Scan the records for the string "pink" and copy every line that holds it.

Extracted data entries
....
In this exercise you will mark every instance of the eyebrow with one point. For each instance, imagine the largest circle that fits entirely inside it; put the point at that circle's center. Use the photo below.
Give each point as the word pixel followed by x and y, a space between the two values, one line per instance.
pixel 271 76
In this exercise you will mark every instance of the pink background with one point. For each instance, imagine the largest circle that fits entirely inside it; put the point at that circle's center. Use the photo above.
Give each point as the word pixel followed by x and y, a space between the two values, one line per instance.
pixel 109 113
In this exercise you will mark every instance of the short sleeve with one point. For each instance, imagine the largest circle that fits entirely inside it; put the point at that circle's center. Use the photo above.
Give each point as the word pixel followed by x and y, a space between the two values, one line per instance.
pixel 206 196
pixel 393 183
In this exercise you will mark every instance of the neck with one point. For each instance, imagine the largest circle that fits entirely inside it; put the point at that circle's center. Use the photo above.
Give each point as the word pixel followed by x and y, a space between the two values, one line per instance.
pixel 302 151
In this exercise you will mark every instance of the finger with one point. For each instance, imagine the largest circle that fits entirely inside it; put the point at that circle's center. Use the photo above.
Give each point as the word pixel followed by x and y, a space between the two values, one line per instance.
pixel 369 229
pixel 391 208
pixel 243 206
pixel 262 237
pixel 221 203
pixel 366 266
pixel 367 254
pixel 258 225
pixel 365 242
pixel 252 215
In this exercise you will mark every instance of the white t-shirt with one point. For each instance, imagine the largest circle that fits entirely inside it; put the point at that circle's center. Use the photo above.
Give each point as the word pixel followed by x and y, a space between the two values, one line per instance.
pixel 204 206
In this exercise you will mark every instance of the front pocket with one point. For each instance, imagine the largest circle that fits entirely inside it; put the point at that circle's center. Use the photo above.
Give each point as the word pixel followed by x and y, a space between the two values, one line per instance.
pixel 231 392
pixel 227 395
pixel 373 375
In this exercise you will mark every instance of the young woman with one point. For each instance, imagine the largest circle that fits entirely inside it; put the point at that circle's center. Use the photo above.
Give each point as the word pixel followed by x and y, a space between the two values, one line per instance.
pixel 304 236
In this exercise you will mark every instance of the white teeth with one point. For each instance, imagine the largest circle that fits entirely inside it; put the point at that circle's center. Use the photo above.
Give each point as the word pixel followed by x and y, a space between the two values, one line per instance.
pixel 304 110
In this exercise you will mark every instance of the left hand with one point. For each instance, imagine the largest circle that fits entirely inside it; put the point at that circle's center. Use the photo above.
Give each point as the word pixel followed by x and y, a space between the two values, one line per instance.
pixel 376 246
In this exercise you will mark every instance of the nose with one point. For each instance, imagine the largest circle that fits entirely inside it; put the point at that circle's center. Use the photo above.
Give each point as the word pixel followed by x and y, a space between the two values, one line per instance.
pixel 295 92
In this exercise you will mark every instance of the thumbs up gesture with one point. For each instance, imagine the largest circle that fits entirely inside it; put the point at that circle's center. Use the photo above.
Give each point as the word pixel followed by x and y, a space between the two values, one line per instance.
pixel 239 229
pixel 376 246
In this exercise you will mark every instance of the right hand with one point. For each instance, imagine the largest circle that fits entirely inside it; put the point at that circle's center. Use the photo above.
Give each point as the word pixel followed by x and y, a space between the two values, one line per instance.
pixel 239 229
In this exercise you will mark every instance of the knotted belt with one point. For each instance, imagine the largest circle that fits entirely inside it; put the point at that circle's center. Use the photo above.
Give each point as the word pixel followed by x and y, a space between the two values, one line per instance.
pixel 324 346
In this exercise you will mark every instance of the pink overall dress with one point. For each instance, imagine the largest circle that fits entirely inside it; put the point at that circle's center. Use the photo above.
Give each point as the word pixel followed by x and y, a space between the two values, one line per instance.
....
### RESPONSE TO THE EXERCISE
In this exercise you will mark every instance of the pink background with one point. For each instance, imagine the largest circle that fits entirely inside it; put the point at that circle's center. Use the photo above.
In this exercise you will mark every instance of the pink overall dress with one point. For each instance, imagine the largest circle that fits entirely inside it; put the point at that circle's center. Use the photo above.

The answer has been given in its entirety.